● **PROMPT**: Pick up the text about the household game contestants and continue it after its final sentence.

So here's the reset picture.
All the contestants are back in my household, but everything that happens from this bit is unprompted by me (apart from the little girl) Just pretend that waving incident from the previous episode never happened...
(wibble wibble wibble, flashback flashback flashback)
...and is that a violin? This isn't going to end well.
That's more like it, the contestant's dreams are shattered by the inexperienced scrapes of the little violinist. No more casual getting out of bed and waving for this lot.
That noise should surely cause some proper tense moments, could Theo be the first to crack and go ahead in the competition?
Oh No, he's blown it, he becomes instantly happy because of the surroundings- who would have thought a bit of transparent fencing and four inflatable beds would give him so much delight.
His punishment is to have the protective fence removed from his corner, exposing the full 9 force aura anger paintings and doll house. The punishment for gaining any positive emotions at this stage will really come into play in the next round, and he could gain even more forfeits if one of the other contestant smashes up his doll house.
Dave starts to feel the force of the anger, now that wall is open. Could he be the one to take the lead?
No! out of nowhere storms Sin Ulantess, smashing up Holk's possessions just as I order his grinning face out of the arena and into the holding bay for the second round. It looks like Sin could have a major advantage in the next section.
Unbelievable, she's blown it!!! The dust hadn't even settled, she is staring full on at a wall of unprotected anger paintings, yet she has become happy. She is shamefully marched off to the holding bay with laughing boy Holk, her wall is removed and the event continues.
It's time to up the stakes, so two extra screeching violinists are added and the beds which might be giving a happiness boost for some reason are sold off. Both remaining contestants start having bladder problems...
So I thoughfully added two toilets, right beside the walls of anger.
While they were doing their business, I went off to see how the two failures were getting on, and to set up their penalty tasks to continue this round.
Then readers, that's when I witnessed true horror! The most evil, logic defying, cruellest thing to have happened during this experiment so far.
Thhhh--ummmm!!
Ah well, inevitable I suppose.
I guess it doesn't matter how corrupt and disruptive you try to be in the game, the game's programming will find a way to be even more corrupt.

● **Natural-language object grounding data**:
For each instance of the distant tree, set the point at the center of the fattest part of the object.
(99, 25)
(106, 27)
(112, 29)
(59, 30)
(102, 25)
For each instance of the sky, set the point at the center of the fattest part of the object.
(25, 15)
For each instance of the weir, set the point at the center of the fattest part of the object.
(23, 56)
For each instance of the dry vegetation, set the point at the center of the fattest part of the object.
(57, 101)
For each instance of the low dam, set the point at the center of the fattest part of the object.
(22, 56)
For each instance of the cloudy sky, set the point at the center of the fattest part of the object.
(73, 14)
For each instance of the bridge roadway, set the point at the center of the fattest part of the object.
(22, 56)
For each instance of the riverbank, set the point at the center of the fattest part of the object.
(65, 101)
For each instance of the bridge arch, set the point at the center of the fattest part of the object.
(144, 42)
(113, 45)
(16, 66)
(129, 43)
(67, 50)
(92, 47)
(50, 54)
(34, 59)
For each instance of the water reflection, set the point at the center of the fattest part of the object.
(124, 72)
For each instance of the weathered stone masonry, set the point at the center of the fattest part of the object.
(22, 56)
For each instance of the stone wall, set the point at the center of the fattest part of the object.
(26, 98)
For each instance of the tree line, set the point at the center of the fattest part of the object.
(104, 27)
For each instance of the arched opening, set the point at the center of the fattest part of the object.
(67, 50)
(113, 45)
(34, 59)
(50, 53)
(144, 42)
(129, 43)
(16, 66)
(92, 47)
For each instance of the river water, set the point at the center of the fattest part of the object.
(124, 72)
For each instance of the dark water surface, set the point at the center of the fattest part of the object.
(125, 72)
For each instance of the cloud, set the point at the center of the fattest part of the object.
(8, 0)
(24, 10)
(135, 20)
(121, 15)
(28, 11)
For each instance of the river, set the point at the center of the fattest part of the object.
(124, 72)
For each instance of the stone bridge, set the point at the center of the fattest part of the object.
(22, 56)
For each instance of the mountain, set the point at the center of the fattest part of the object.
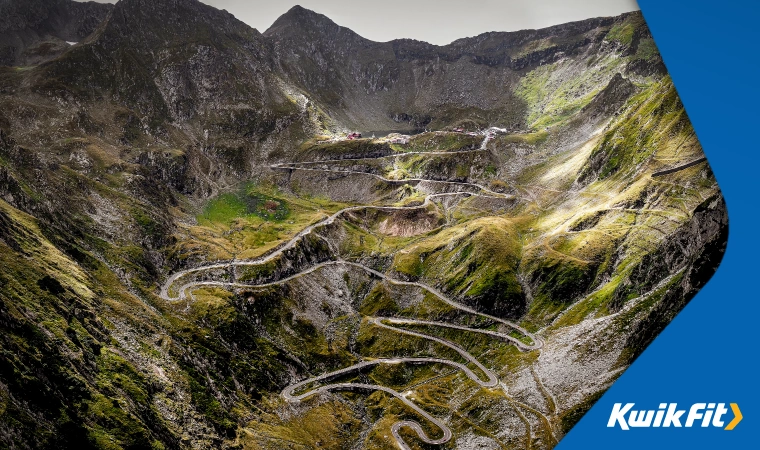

● **EXERCISE OUTPUT**:
It's my own fault really, usually the game mainly crashes after the game goes on a townie spawning spree – pushing the limits over the 180 cap and the game dies as it breaks its brain working out which of the carefully constructed family members to wipe out first.
I haven't had a problem with this happening for a while as I used a non culling/ less townie spawning mod which solved the problem- but in my eagerness to remove all mods to get purer results, I forgot I was removing one of the things that stopped the game dying.
Sorry sausage fans, when I get some strength to set that lot up again, I will continue.
Ta ta for now
It's really coming along awesomely though It's so much fun to read
- Froggie
WIP: http://forums.thesims.com/en_US/discussion/851667/australian-world-version-1-0-uploaded/p1
I almost had a bladder problem myself scrolling onto this picture lol
Something evil...
Excuse me!!
"Yeah, sissy! Beat that filthy hot dog up! Put him in his place!"
I forgot to ask this earlier - I've been using than Chun Li copy for a few days now while mucking about for these posts, and being as she has a clumsy trait I have never seen anything happen to her that looked like she was tripping over something or dropping something or anything to signify being part of her animations (cas animation aside). I assume there is actually something that that type of character does, but have just been unlucky in it not happening to her. Has anyone used a clumsy character before, and if so - what do they do?
I made some of my first Sims clumsy and was extremely disappointed. The one and only action they repeat over and over is breaking a bowl while washing dishes.